Отрывок —
★ ★ ★

А тогда, в пьяном стихобормотании, меня почти непременно просили: "Прочти про девуш­ку в белом", и я заводил томительную мелодию чуть сбивчивого — правильно, жизненно сбивчи­вого! — ритма, в которой слышалось то, что толь­ко можно услышать в семнадцать лет. Когда сил столько, что трехдневная бессонная гульба ни­почем, но драма нужна, потому что она нужна всем и всегда, вообще необходима, и чужая несбыточная мечта идет в дело, и этот всхлип за счет Блока, спасибо ему.

Очень важно помнить, что чувствовал рань­ше. Возродить эмоцию не получается, ощутить заново то, что восхищало, волновало, возмуща­ло, — нельзя, но восстановить, чтоименно и какименно восхищало, волновало, возмущало, — это возможно. Оттого и способен воспринять, напри­мер, следующие поколения, без гнева или снис­хождения, а с пониманием, памятуя о том, ка­ким был сам.

Уже никогда не затуманиться от девушки в белом, лишь с благодарностью вспомнить и Бло­ка с его песней об усталых и забывших, и себя того, какого нет и не будет. С годами главным чувственным переживанием становится память.

★ ★ ★

Ваши задания —
a. Сколько дней длилась бессонная гульба, которая, по словам отрывка, была нипочем в семнадцать лет?
b. Назовите глаголы, которые в отрывке дважды идут подряд через запятую, описывая прежние чувства.
c. Выведите из отрывка текст от слов «Очень важно помнить, что» до слов «ка­ким был сам.» включительно.
Строки здесь не понадобятся.

Исходные данные —
★ ★ ★

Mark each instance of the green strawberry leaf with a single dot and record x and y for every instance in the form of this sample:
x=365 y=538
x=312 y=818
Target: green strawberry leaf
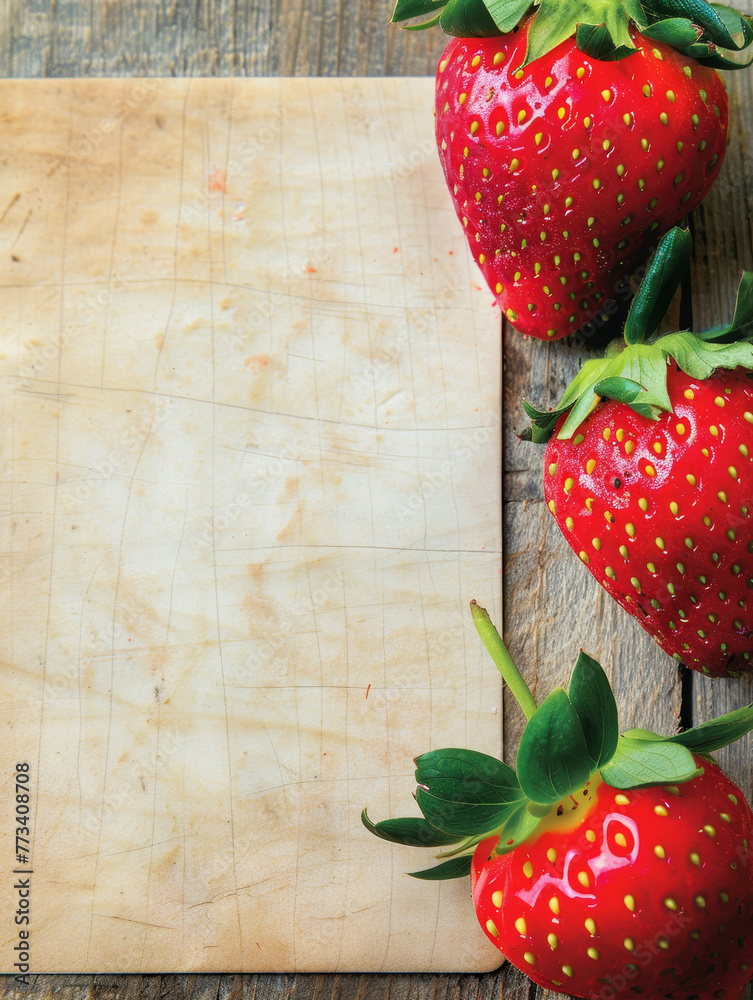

★ ★ ★

Ответы к заданиям —
a. Три дня.

b. Восхищало, волновало, возмущало.

c.
Очень важно помнить, что чувствовал рань­ше. Возродить эмоцию не получается, ощутить заново то, что восхищало, волновало, возмуща­ло, — нельзя, но восстановить, чтоименно и какименно восхищало, волновало, возмущало, — это возможно. Оттого и способен воспринять, напри­мер, следующие поколения, без гнева или снис­хождения, а с пониманием, памятуя о том, ка­ким был сам.